◆ TO BE DONE ◆
Rescale the records from the line containing "Retail shelf scan — the product we're looking for is wooden" down to the line containing "left=287, top=0, right=356, bottom=38": give only those lines again, requests included, with every box coordinate in the answers multiplied by 1.75 and rounded to a whole number, halves going up. Leave the numbers in the requests and their sample formats unchanged.

◆ DATA SECTION ◆
+ + + + +

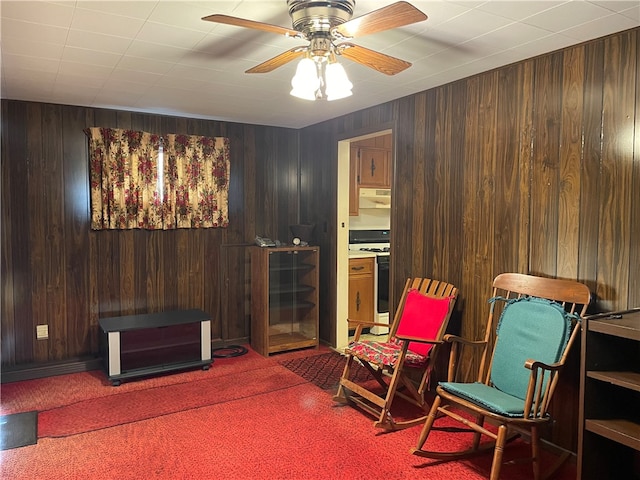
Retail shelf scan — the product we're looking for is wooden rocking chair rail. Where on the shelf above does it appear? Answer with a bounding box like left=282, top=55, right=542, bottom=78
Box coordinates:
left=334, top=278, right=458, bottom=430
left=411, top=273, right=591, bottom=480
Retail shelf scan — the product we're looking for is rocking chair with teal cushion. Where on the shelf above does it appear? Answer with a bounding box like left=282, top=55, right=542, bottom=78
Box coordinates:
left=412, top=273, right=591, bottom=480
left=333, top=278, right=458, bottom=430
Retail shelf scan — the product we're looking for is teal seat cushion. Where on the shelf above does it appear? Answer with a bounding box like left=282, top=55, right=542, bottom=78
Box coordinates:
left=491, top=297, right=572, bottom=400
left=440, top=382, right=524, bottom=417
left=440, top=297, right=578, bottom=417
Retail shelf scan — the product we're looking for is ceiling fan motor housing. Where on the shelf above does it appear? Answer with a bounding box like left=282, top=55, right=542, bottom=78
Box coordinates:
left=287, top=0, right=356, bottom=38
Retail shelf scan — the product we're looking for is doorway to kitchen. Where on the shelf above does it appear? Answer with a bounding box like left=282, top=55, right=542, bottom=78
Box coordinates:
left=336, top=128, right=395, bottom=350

+ + + + +

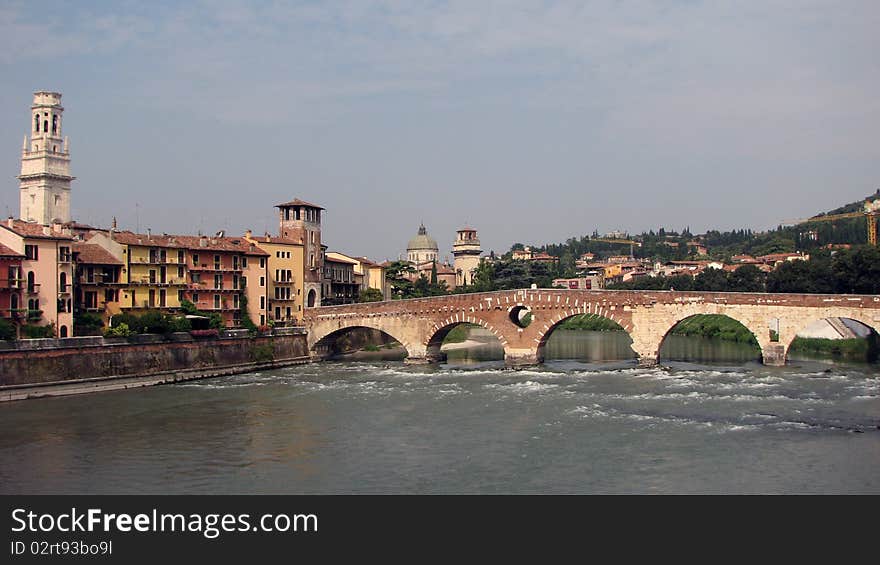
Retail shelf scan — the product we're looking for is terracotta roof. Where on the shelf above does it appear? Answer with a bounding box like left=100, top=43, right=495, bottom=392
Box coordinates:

+ + + + +

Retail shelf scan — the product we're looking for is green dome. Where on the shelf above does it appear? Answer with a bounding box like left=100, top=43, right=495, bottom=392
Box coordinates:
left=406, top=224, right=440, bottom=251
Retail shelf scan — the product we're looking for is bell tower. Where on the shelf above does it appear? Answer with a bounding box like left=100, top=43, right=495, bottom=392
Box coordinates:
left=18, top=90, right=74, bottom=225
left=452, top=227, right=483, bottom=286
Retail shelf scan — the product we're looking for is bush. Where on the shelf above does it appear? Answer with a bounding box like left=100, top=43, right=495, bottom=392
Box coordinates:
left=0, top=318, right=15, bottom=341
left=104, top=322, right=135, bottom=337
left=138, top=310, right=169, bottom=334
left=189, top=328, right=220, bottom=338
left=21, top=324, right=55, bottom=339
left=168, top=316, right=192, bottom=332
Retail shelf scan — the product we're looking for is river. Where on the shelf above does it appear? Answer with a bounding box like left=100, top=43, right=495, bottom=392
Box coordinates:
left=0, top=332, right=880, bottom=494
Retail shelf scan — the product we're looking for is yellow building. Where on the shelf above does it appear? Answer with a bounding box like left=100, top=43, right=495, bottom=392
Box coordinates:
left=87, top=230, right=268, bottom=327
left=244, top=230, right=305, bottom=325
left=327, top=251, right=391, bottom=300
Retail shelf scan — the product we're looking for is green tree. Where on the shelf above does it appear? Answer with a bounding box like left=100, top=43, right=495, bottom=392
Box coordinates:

+ + + + +

◆ FINISHED ANSWER ◆
Retail shelf scan — the product we're looking for is wooden rocking chair rail. Where on the shelf above does it appear? Answer with a bounding box like left=282, top=55, right=542, bottom=78
Box coordinates:
left=585, top=487, right=802, bottom=753
left=719, top=478, right=1034, bottom=840
Retail shelf scan — the product we're looking for is rocking chair with teal cushion. Where on the shelf above does it appear? Answer with a bounding box like left=282, top=55, right=542, bottom=78
Box coordinates:
left=721, top=478, right=1034, bottom=840
left=583, top=487, right=802, bottom=753
Retail shelf scan — the product we're looking for is teal seat cushion. Where on the shelf above does it appear? Answer with a bounding box like left=282, top=55, right=542, bottom=78
Box coordinates:
left=859, top=520, right=1001, bottom=700
left=770, top=669, right=917, bottom=730
left=770, top=520, right=1012, bottom=730
Retail shelf scan — the product we're looking for is ceiling fan motor housing. Where on the shelf above does it appear? Answer with a bounding box like left=282, top=55, right=542, bottom=78
Box coordinates:
left=502, top=0, right=623, bottom=67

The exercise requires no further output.